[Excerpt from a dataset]
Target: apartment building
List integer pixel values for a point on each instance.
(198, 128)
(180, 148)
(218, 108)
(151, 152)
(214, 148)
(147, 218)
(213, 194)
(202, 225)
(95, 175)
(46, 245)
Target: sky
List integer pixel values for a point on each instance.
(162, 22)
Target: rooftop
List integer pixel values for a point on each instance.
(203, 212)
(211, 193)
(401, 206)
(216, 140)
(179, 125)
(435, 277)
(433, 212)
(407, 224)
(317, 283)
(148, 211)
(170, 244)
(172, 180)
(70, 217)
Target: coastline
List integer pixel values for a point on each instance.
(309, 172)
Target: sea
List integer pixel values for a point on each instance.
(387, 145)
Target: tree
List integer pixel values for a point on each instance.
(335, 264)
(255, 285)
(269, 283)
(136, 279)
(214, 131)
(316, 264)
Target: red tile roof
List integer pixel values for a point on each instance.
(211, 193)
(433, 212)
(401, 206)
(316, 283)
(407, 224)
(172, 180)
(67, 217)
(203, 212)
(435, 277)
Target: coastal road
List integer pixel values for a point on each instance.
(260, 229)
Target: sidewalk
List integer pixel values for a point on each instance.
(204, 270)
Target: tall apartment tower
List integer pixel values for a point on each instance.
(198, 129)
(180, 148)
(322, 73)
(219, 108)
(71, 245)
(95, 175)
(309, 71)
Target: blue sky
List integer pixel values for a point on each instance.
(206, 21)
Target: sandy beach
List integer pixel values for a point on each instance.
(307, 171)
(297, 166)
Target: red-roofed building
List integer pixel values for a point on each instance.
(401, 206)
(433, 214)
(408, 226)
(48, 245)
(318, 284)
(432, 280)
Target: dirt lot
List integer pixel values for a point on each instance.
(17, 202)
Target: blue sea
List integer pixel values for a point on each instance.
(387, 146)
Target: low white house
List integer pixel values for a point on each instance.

SHORT TASK -
Copy everything from the line containing "Target: blue sky" down to the end of the listing, substituting "gravel lot" for "dirt lot". Keep every other part unchanged.

ANSWER TO THIS TASK -
Target: blue sky
List integer pixel values for a point on each instance.
(206, 21)
Target: sandy beach
List integer pixel values for a point on each instance.
(307, 171)
(297, 166)
Target: red-roofed building
List integer pixel values for a point on each instance.
(401, 206)
(433, 214)
(408, 226)
(48, 245)
(318, 284)
(432, 280)
Target: gravel lot
List integer pixel values for a point on each instance.
(17, 202)
Target: blue sea
List integer pixel values for a point on each instance.
(387, 146)
Target: low white house
List integer pixel values for a point on each instance.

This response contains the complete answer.